- _Requirement_: Pull every line containing "bread" from the entries.

- _Point localization data_:

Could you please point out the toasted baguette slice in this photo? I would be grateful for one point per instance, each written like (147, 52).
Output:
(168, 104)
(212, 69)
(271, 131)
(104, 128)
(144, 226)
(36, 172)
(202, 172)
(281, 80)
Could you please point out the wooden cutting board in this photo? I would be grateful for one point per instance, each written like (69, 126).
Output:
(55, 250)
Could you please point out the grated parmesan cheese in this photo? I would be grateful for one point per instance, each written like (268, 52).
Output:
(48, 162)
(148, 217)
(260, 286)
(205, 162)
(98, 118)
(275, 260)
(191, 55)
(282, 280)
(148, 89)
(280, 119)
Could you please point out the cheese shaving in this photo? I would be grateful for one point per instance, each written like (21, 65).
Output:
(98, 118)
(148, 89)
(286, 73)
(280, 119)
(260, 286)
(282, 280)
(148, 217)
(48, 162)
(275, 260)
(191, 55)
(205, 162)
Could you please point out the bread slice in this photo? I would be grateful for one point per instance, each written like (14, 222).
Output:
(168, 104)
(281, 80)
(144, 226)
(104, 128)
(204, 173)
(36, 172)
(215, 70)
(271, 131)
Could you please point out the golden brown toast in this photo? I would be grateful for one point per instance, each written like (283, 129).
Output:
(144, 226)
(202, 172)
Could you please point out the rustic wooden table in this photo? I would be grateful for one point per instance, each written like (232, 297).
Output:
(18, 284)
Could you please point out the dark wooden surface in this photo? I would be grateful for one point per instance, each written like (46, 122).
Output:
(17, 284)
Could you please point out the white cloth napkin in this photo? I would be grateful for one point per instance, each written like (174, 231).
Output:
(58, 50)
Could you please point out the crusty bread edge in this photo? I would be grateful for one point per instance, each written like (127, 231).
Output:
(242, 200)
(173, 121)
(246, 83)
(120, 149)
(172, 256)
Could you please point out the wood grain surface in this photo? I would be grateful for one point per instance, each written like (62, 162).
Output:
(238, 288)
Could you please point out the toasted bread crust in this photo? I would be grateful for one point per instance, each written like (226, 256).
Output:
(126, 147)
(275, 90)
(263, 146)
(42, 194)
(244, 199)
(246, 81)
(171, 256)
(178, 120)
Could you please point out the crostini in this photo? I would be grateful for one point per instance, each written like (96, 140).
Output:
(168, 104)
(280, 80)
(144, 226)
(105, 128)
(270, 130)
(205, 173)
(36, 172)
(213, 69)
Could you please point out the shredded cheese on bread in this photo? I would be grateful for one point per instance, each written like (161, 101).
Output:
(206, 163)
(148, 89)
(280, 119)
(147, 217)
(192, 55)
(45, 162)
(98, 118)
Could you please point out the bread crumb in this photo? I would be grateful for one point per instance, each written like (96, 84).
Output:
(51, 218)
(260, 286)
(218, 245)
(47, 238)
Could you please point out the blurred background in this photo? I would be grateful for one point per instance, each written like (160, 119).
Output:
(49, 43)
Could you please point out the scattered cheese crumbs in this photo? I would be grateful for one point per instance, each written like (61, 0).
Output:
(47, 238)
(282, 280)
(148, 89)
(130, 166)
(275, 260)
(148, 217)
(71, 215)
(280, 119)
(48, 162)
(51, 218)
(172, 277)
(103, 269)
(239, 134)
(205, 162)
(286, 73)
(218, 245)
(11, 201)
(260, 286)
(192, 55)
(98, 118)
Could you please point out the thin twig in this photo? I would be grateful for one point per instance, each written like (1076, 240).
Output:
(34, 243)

- _Response to this exercise_:
Could you please point out the bread slice in this photo? I would be grateful for one point per instance, each written like (14, 222).
Could you please point out the crusty bread edge in this photo? I would be grateful for one point per instance, each written like (127, 231).
Could you please point out the toasted bread crust in this photo? I would be grateful for one point per instance, each written like (226, 256).
Could you please point out the shredded cheese on bread in this photo? I would be grateful for one point per instance, each written like (161, 101).
Could you please point out the bread crumb in this photo? I would be grateful for one point per instance, each written like (96, 84).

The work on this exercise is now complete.